PROBLEM A: Decide whether each statement below agrees with the mailing-list reply on DOM and XDM: (i) XDM is defined as an API; (ii) schema processors often work in pure streaming mode; (iii) the internal tree models of many XSLT processors are always a direct representation of XDM. Answer yes or no for each, quoting the deciding words of the reply.

── READING TEXT

[Date Prev]
| [Thread Prev]
| [Thread Next]
| [Date Next]
--
[Date Index]
| [Thread Index]
Re: [xml-dev] DOM versus XDM: Differences in handling CDATA sections,entities, and concurrency
- From: Michael Kay <mike@saxonica.com>
- To: xml-dev@lists.xml.org
- Date: Fri, 12 Nov 2010 17:03:54 +0000
DOM and XDM are not the only models of XML: there's also JDOM, DOM4J,
XOM, etc. They are all different in various respects. Also, most of them
have options and levels. Also, DOM is defined as an API whereas XDM is
defined as an object model. So XDM doesn't discuss API-oriented issues
such as thread-safety.
Schema processors often work in pure streaming mode, without building a
tree representation of the document in memory.
The XSLT 2.0 specification is defined in terms of XDM, but actual
products may use any of these models underneath, performing the
necessary mappings (e.g. expanding entity references and masking CDATA
sections) as required. Many XSLT processors have their own internal tree
model which will have some kind of relationship to the XDM model used in
the specification, but often not a direct representation - for example,
a naive implementation of the way XDM describes namespaces would be
horrendously inefficient.

────

PROBLEM B: Give the number of lines in the rows below that contain the string "plastic", and nothing else.

── INPUT RECORDS

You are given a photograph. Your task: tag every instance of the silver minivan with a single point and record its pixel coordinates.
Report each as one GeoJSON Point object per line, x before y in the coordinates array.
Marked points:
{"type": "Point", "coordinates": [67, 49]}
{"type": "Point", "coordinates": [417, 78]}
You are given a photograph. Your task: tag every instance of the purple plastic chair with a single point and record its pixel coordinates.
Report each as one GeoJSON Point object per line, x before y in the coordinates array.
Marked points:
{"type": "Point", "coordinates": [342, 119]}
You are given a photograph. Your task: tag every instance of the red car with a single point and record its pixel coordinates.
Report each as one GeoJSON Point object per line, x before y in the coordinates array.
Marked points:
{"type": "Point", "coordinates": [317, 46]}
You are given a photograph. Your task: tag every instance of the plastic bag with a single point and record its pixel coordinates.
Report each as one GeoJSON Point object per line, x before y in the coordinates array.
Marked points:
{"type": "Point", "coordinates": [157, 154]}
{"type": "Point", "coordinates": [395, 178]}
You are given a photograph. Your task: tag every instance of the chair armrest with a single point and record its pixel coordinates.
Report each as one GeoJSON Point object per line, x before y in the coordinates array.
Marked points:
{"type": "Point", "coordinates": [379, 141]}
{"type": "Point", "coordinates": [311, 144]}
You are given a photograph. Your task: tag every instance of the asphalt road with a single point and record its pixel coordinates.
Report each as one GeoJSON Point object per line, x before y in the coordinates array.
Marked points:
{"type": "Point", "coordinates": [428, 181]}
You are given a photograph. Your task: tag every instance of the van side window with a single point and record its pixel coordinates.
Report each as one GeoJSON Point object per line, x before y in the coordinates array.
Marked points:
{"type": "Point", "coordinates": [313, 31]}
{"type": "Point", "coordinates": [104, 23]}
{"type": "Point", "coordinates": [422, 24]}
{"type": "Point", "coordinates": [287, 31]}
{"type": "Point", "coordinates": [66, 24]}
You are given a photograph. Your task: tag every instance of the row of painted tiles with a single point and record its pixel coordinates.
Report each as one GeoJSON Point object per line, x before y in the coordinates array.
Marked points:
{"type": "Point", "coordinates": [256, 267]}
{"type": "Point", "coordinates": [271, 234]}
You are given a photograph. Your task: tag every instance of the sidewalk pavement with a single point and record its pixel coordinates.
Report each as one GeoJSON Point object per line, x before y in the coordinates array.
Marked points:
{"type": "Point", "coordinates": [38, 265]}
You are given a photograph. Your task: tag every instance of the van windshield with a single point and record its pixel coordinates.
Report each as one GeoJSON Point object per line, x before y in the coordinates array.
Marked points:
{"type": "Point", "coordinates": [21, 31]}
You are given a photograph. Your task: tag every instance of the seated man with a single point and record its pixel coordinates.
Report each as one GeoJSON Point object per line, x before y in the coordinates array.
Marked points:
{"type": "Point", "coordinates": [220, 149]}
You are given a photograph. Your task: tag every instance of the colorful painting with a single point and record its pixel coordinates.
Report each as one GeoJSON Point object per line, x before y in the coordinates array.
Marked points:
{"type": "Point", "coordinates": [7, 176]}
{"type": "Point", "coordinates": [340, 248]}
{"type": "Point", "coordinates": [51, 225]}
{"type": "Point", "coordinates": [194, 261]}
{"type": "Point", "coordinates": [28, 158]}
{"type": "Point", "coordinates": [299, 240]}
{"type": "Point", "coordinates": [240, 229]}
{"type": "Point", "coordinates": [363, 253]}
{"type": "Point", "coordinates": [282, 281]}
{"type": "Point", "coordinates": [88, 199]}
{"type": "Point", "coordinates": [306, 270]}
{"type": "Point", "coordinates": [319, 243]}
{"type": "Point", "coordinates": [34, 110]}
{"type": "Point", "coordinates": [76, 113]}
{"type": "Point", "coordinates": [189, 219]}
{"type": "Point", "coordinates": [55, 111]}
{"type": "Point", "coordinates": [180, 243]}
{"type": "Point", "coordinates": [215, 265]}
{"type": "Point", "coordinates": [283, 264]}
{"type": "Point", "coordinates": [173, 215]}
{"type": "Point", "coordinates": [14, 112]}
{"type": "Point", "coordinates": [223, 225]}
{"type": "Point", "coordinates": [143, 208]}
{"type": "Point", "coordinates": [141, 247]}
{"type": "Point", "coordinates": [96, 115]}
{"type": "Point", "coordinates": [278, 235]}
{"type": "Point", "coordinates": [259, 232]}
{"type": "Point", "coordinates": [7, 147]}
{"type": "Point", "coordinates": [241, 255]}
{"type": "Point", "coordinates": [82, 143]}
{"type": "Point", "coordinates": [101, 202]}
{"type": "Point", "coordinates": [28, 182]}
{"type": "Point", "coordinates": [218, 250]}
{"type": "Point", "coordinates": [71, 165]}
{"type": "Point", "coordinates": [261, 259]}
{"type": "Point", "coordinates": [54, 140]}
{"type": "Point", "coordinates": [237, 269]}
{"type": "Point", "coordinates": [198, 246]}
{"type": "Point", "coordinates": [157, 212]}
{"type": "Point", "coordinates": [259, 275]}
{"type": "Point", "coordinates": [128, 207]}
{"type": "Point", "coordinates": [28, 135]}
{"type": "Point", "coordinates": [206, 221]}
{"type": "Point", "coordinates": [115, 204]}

────

SOLUTION A:
(i) No: "DOM is defined as an API whereas XDM is defined as an object model."
(ii) Yes: "Schema processors often work in pure streaming mode, without building a tree representation of the document in memory."
(iii) No: "Many XSLT processors have their own internal tree model which will have some kind of relationship to the XDM model used in the specification, but often not a direct representation"

SOLUTION B: 2